BEGIN Dataset entries

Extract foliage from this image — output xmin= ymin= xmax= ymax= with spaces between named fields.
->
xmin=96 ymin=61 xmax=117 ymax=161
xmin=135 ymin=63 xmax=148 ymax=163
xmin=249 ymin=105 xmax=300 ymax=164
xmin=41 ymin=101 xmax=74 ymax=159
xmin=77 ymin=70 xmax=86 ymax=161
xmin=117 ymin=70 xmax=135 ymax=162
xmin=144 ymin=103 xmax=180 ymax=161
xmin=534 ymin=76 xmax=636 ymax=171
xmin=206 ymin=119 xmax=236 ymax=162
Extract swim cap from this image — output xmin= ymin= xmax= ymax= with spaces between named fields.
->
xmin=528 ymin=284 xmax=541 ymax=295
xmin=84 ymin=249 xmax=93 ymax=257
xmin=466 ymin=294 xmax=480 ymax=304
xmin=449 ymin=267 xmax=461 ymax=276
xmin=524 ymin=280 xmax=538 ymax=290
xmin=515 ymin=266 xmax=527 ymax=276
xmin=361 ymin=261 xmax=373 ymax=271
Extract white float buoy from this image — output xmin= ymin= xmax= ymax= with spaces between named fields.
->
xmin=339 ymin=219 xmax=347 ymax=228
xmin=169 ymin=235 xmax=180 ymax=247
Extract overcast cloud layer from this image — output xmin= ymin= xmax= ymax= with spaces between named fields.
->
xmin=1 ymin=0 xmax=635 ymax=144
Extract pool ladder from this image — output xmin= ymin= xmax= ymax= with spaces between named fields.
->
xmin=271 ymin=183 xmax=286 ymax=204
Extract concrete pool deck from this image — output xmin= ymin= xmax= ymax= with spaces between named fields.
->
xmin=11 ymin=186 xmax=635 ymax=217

END Dataset entries

Output the records exactly, so that each line matches what was given.

Solution to the exercise:
Extract foliage from this image — output xmin= ymin= xmax= ymax= with spaces between named fields.
->
xmin=96 ymin=61 xmax=117 ymax=161
xmin=135 ymin=63 xmax=148 ymax=163
xmin=249 ymin=105 xmax=300 ymax=164
xmin=41 ymin=101 xmax=74 ymax=159
xmin=77 ymin=70 xmax=86 ymax=161
xmin=117 ymin=70 xmax=135 ymax=162
xmin=144 ymin=103 xmax=180 ymax=161
xmin=534 ymin=76 xmax=636 ymax=171
xmin=206 ymin=119 xmax=236 ymax=162
Extract swim cap from this image — output xmin= ymin= xmax= ymax= with spaces between named fields.
->
xmin=528 ymin=284 xmax=541 ymax=295
xmin=84 ymin=249 xmax=93 ymax=257
xmin=466 ymin=294 xmax=480 ymax=304
xmin=449 ymin=267 xmax=461 ymax=276
xmin=524 ymin=280 xmax=538 ymax=290
xmin=515 ymin=266 xmax=527 ymax=276
xmin=361 ymin=261 xmax=373 ymax=271
Extract white float buoy from this image — output xmin= ymin= xmax= ymax= with spaces between named fields.
->
xmin=339 ymin=219 xmax=347 ymax=228
xmin=169 ymin=235 xmax=180 ymax=247
Extract overcast cloud layer from this image — output xmin= ymin= xmax= ymax= with spaces between named fields.
->
xmin=1 ymin=0 xmax=635 ymax=144
Extract pool ladder from this image — output xmin= ymin= xmax= ymax= with spaces between named fields.
->
xmin=271 ymin=183 xmax=286 ymax=204
Extract concrete pool deck from this image — output xmin= ymin= xmax= ymax= with spaces between named fields.
->
xmin=11 ymin=186 xmax=635 ymax=217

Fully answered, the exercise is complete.